(SOURCE DATA Opens)

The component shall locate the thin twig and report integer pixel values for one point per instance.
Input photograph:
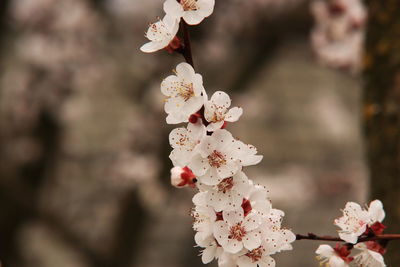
(187, 50)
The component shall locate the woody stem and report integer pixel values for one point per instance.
(311, 236)
(187, 51)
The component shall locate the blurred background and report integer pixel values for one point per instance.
(84, 168)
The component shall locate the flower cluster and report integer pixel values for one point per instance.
(162, 34)
(233, 217)
(338, 35)
(355, 224)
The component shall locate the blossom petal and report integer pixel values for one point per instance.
(233, 114)
(233, 246)
(252, 222)
(208, 254)
(173, 8)
(252, 240)
(151, 47)
(198, 165)
(233, 217)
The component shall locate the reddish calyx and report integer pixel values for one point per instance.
(343, 252)
(224, 125)
(375, 246)
(375, 229)
(195, 117)
(246, 205)
(336, 9)
(174, 45)
(188, 178)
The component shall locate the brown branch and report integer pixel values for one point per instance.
(187, 49)
(311, 236)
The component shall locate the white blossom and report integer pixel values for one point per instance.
(355, 220)
(216, 111)
(338, 35)
(353, 223)
(192, 11)
(236, 231)
(160, 34)
(184, 141)
(204, 218)
(329, 257)
(181, 177)
(367, 257)
(221, 156)
(229, 193)
(256, 257)
(185, 93)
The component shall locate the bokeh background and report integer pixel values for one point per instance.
(84, 168)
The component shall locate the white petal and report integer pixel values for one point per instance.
(336, 261)
(207, 146)
(185, 71)
(192, 17)
(208, 254)
(252, 222)
(233, 114)
(376, 212)
(349, 237)
(206, 7)
(198, 165)
(233, 246)
(229, 169)
(221, 98)
(233, 217)
(325, 250)
(169, 86)
(245, 261)
(210, 177)
(252, 240)
(173, 8)
(151, 47)
(221, 232)
(213, 126)
(266, 261)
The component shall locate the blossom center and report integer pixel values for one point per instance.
(256, 254)
(237, 232)
(189, 5)
(225, 185)
(186, 91)
(158, 31)
(216, 159)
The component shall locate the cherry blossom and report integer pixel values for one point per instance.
(353, 223)
(259, 201)
(216, 111)
(181, 177)
(256, 257)
(160, 34)
(229, 193)
(356, 221)
(192, 11)
(338, 35)
(184, 141)
(236, 231)
(185, 94)
(334, 257)
(368, 257)
(204, 218)
(221, 156)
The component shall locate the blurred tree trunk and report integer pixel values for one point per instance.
(382, 112)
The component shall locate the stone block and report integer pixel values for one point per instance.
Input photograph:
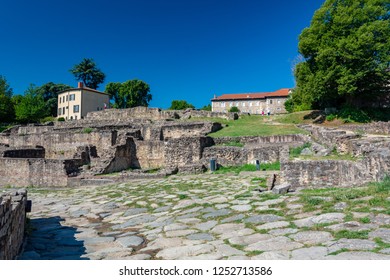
(282, 188)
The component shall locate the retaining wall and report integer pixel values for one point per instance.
(12, 223)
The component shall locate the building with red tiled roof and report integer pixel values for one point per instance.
(253, 103)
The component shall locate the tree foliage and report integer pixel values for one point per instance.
(129, 94)
(31, 107)
(87, 72)
(346, 53)
(180, 105)
(206, 108)
(6, 108)
(49, 93)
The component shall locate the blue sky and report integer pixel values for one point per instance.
(187, 50)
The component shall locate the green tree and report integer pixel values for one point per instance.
(87, 72)
(234, 109)
(129, 94)
(49, 93)
(180, 105)
(206, 108)
(6, 107)
(31, 107)
(346, 53)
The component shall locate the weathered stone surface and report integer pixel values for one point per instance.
(320, 219)
(174, 253)
(382, 233)
(249, 239)
(312, 253)
(274, 244)
(131, 241)
(273, 255)
(351, 244)
(312, 237)
(273, 225)
(265, 218)
(358, 256)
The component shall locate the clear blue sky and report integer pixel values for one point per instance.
(187, 50)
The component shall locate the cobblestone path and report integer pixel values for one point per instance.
(207, 217)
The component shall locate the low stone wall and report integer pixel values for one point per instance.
(263, 140)
(185, 151)
(230, 156)
(324, 173)
(36, 172)
(24, 153)
(12, 223)
(131, 113)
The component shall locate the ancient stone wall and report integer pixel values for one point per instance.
(36, 172)
(23, 152)
(324, 173)
(230, 156)
(185, 151)
(131, 113)
(12, 223)
(293, 139)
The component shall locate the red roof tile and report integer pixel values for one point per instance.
(284, 92)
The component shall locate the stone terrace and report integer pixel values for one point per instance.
(207, 216)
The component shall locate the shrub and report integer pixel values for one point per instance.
(234, 109)
(331, 117)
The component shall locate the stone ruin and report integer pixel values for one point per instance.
(141, 139)
(143, 142)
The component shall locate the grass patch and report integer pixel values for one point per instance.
(233, 144)
(255, 125)
(351, 234)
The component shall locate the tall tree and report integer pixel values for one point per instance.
(6, 107)
(181, 105)
(87, 72)
(346, 53)
(129, 94)
(31, 106)
(49, 93)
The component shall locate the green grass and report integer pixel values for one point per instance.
(351, 234)
(232, 144)
(247, 167)
(254, 126)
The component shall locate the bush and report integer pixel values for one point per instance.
(331, 117)
(353, 114)
(234, 109)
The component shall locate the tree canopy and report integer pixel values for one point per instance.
(129, 94)
(6, 107)
(87, 72)
(181, 105)
(49, 93)
(31, 107)
(346, 52)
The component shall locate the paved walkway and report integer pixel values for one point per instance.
(202, 217)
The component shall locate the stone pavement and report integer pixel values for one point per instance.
(202, 217)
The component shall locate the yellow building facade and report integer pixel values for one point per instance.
(75, 103)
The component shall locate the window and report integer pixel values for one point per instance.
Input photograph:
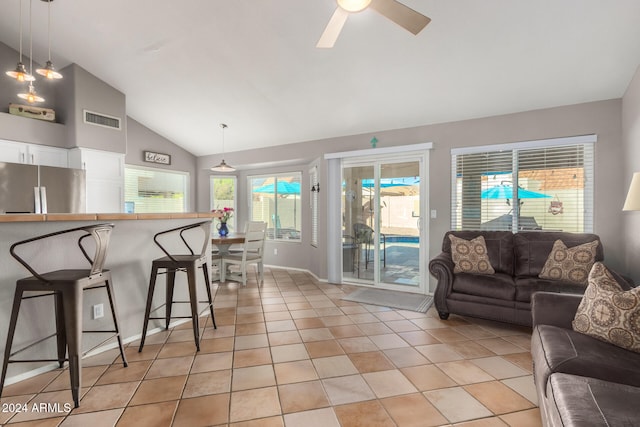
(535, 185)
(275, 200)
(315, 189)
(154, 190)
(223, 195)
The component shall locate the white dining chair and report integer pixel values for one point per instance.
(252, 253)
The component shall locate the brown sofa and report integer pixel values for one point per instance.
(580, 380)
(518, 259)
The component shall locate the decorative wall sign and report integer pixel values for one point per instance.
(151, 157)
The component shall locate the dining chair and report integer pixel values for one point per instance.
(364, 236)
(66, 285)
(252, 253)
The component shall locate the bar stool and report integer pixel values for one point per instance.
(66, 286)
(171, 264)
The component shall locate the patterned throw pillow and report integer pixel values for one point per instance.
(609, 313)
(470, 256)
(570, 264)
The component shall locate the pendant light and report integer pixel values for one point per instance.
(223, 167)
(20, 73)
(31, 96)
(48, 71)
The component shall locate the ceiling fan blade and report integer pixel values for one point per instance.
(332, 31)
(402, 15)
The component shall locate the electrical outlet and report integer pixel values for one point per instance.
(98, 311)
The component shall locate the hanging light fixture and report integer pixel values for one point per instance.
(31, 96)
(223, 167)
(20, 73)
(48, 71)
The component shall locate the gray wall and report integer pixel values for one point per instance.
(84, 91)
(141, 138)
(631, 163)
(602, 118)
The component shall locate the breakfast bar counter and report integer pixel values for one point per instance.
(129, 258)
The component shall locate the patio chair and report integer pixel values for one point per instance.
(252, 253)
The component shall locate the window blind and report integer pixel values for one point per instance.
(532, 186)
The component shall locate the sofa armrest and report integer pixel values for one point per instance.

(SOURCE DATA Closes)

AIM OF THE TASK ▸
When you copy the entries above, keep every word exactly and omit the images.

TASK RESULT ▸
The component shall locate the thin twig and report integer pixel values for one point per instance.
Input photograph:
(187, 50)
The component shall locate the woody stem and report integer pixel values for one point per instance.
(311, 236)
(187, 51)
The component shall locate the blurred background and report integer pixel values for one point per instance.
(84, 168)
The component shall locate the flower cluster and report integer pixel values for one point per instance.
(162, 34)
(233, 217)
(338, 35)
(355, 224)
The component shall locate the blossom petal and report integer pixel values for one point per instance.
(233, 114)
(233, 246)
(252, 222)
(208, 254)
(173, 8)
(252, 240)
(151, 47)
(198, 165)
(233, 217)
The component shall locate the reddish calyx and report integer pixel values for one point per instance.
(343, 252)
(224, 125)
(375, 246)
(375, 229)
(195, 117)
(246, 205)
(336, 9)
(174, 45)
(188, 178)
The component shall locate the brown branch and report integer pixel values for one point per instance.
(187, 49)
(311, 236)
The component shall locate the white blossom and report integer pixel values for one point per instance.
(355, 220)
(216, 111)
(338, 35)
(353, 223)
(192, 11)
(236, 231)
(160, 34)
(184, 141)
(204, 218)
(329, 257)
(181, 177)
(367, 257)
(221, 156)
(229, 193)
(256, 257)
(185, 93)
The component shall locate the bokeh background and report integer pixel values for one point per instance.
(84, 168)
The component shall locate the white petal and report integer pixel values for one point per instance.
(336, 261)
(207, 146)
(185, 71)
(192, 17)
(208, 254)
(252, 222)
(233, 114)
(376, 212)
(349, 237)
(206, 7)
(198, 165)
(233, 246)
(229, 169)
(221, 98)
(233, 217)
(325, 250)
(169, 86)
(245, 261)
(210, 177)
(252, 240)
(173, 8)
(151, 47)
(221, 232)
(213, 126)
(266, 261)
The component shall locate the blossom center and report integer pixel values for one point per instance.
(256, 254)
(237, 232)
(189, 5)
(225, 185)
(186, 91)
(158, 31)
(216, 159)
The component shall locate the cherry blossom and report integer pixel values for one point per instance.
(353, 223)
(259, 201)
(216, 111)
(181, 177)
(256, 257)
(160, 34)
(229, 193)
(356, 221)
(192, 11)
(338, 35)
(184, 141)
(236, 231)
(185, 94)
(334, 257)
(368, 257)
(204, 218)
(221, 156)
The component shall locate the blurred tree trunk and report integer pixel values for one point per instance.
(382, 112)
The component shall locate the stone block and report integer pixel values for one point per instance.
Input photograph:
(282, 188)
The component shall locate the retaining wall and report integer pixel values for one point per instance.
(12, 223)
The component shall locate the building with red tiled roof and report integer pixel values for one point per instance.
(253, 103)
The component shall locate the tree foliage and report integer pixel values for one point per instance.
(129, 94)
(31, 107)
(87, 72)
(346, 53)
(180, 105)
(206, 108)
(6, 108)
(49, 93)
The component shall locate the blue sky and report integer pixel values for one point per instance.
(187, 50)
The component shall locate the green tree and report integer pixel values for one point per instance.
(87, 72)
(234, 109)
(129, 94)
(49, 93)
(180, 105)
(206, 108)
(6, 107)
(31, 107)
(346, 53)
The component shall locate the weathered stone surface and report integer pixel values for one point per instance.
(320, 219)
(174, 253)
(382, 233)
(249, 239)
(312, 253)
(274, 244)
(131, 241)
(273, 255)
(351, 244)
(312, 237)
(273, 225)
(265, 218)
(358, 256)
The component shall locate the clear blue sky and report integer pixel values for one point per instance.
(187, 50)
The component shall locate the cobblestone path and report integer pixel values for one point per instance.
(207, 217)
The component shall locate the low stone wall and report integer pixel values for one point per instance.
(263, 140)
(185, 151)
(230, 156)
(324, 173)
(36, 172)
(24, 153)
(12, 223)
(131, 113)
The component shall locate the ancient stone wall and report integer pixel values for one point per instance.
(36, 172)
(23, 152)
(324, 173)
(230, 156)
(185, 151)
(131, 113)
(12, 223)
(293, 139)
The component shall locate the red roof tile and report integer pixel values for one point per instance.
(284, 92)
The component shall locate the stone terrace and report integer pixel values for one point per instance.
(207, 216)
The component shall locate the shrub and report integer pixel values for one point per instance.
(234, 109)
(331, 117)
The component shall locate the stone ruin and report integer pixel values for one point per instance.
(141, 139)
(143, 142)
The component shall locate the grass patch and report integer pixel values for one point per instance.
(233, 144)
(255, 125)
(351, 234)
The component shall locate the tall tree and report integer pixel values for one point per instance.
(6, 107)
(181, 105)
(87, 72)
(346, 53)
(129, 94)
(31, 106)
(49, 93)
The component shall locate the green grass and report integer pixel values for one point per instance.
(351, 234)
(232, 144)
(247, 167)
(254, 126)
The component shall locate the bush and report integer pixel values for one point per instance.
(331, 117)
(353, 114)
(234, 109)
The component shall locate the tree canopy and report integer pixel values for one point per instance.
(129, 94)
(6, 107)
(87, 72)
(181, 105)
(49, 93)
(31, 107)
(346, 52)
The component shall locate the paved walkway and report integer pixel values for one point per instance.
(202, 217)
The component shall locate the stone pavement and report integer pixel values for one point per instance.
(202, 217)
The component shall locate the yellow building facade and report integer pixel values for one point per instance.
(75, 103)
The component shall locate the window and report integer pixel values for one point per instance.
Input photograph:
(535, 185)
(275, 200)
(315, 189)
(154, 190)
(223, 195)
The component shall locate the white dining chair and report integer pixel values for one point per instance.
(252, 253)
The component shall locate the brown sofa and report integer pixel values for one point per instance.
(580, 380)
(518, 259)
The component shall locate the decorative wall sign and report integer pixel values for one point per instance.
(151, 157)
The component shall locate the dining chair and report integer pixel values for one point per instance.
(364, 236)
(66, 285)
(252, 253)
The component shall locate the bar stool and report integer pixel values for one point per instance.
(66, 286)
(171, 264)
The component shall locate the patterned throw pillow and report integer pixel values for one point per instance.
(609, 313)
(470, 256)
(570, 264)
The component shall locate the pendant light and report integer pixel values for one point per instance.
(223, 167)
(20, 73)
(31, 96)
(48, 71)
The component shall locate the ceiling fan blade and report integer pixel values for one point per instance.
(332, 31)
(402, 15)
The component shall locate the electrical outlet and report integer pixel values for one point per instance.
(98, 311)
The component shall locate the hanging light fixture and report integer pixel values for one point per instance.
(31, 96)
(223, 167)
(20, 73)
(48, 71)
The component shall locate the gray wall and report integer pixel values for one point per instance.
(84, 91)
(141, 138)
(631, 163)
(602, 118)
The component shall locate the breakfast bar counter and report integer pixel values for one point per instance.
(129, 258)
The component shall locate the patio chair and report integer pixel values for one point per instance.
(252, 253)
The component shall locate the window blind and report integer pixel values for one point per instance.
(532, 186)
The component shall locate the sofa armrest and report integer pixel values for one point per instance.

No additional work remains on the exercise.